Exercise description:
I'd like every line in the following listing that holds "abdomen" copied.
** Supplied material follows **
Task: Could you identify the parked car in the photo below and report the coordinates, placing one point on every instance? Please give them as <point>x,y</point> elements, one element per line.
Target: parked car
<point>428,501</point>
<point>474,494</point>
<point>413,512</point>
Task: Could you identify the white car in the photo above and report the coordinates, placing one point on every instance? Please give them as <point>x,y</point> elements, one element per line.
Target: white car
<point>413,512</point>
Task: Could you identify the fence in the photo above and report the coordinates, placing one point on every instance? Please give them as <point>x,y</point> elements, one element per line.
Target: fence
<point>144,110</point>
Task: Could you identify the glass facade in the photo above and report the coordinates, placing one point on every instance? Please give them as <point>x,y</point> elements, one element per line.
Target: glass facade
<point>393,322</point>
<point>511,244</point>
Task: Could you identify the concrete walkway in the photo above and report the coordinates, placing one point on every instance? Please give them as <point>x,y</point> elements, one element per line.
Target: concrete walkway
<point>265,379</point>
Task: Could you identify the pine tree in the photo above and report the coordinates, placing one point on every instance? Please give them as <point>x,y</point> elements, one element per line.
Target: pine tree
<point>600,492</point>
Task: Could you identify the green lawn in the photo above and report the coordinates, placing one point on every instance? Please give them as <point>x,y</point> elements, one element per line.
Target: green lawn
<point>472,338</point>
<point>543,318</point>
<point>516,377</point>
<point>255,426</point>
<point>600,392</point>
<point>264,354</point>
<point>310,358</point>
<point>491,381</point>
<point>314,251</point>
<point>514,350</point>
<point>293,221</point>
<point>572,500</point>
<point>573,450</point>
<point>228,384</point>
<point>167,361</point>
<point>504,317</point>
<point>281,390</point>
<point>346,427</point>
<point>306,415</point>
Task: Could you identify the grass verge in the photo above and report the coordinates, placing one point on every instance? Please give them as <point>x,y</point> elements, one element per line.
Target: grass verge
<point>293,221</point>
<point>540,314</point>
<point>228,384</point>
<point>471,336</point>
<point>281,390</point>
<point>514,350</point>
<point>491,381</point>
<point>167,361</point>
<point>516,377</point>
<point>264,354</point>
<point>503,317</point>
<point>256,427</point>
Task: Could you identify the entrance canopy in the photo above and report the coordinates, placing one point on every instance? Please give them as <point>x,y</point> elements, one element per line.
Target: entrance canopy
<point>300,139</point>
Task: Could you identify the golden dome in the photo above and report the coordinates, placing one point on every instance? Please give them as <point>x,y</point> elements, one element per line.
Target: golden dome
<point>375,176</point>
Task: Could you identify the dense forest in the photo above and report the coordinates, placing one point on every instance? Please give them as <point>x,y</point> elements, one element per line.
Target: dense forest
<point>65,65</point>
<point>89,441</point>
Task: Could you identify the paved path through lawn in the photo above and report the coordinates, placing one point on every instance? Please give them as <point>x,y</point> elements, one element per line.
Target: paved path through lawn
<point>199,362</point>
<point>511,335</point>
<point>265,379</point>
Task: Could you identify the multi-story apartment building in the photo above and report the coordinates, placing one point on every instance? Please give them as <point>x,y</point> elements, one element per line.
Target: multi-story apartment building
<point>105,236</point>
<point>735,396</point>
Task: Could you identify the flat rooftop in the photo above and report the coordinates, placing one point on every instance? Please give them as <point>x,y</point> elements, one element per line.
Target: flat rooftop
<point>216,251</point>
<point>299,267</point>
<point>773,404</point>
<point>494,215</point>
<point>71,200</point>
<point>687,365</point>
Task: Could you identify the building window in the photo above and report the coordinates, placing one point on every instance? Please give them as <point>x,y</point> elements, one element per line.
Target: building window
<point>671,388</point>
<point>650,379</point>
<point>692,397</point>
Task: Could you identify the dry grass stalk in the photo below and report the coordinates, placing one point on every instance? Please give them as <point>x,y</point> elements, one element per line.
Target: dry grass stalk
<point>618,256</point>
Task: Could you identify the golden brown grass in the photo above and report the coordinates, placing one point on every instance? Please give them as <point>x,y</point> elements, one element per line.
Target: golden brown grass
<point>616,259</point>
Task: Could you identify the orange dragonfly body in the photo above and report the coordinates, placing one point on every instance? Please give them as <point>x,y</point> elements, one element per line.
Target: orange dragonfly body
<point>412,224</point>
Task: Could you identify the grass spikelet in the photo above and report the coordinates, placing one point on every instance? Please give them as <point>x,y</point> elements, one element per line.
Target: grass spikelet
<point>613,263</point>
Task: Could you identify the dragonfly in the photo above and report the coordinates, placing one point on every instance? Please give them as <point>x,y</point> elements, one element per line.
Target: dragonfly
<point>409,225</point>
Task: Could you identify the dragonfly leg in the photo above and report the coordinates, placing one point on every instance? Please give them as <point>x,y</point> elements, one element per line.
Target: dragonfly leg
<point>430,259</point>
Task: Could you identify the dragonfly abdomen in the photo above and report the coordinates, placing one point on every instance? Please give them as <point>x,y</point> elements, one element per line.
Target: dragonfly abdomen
** End of Supplied material **
Result:
Task: Could you identify the dragonfly abdomen in the photo above and report the coordinates, placing one point on every instance? Please give them as <point>x,y</point> elements, one element per line.
Target: dragonfly abdomen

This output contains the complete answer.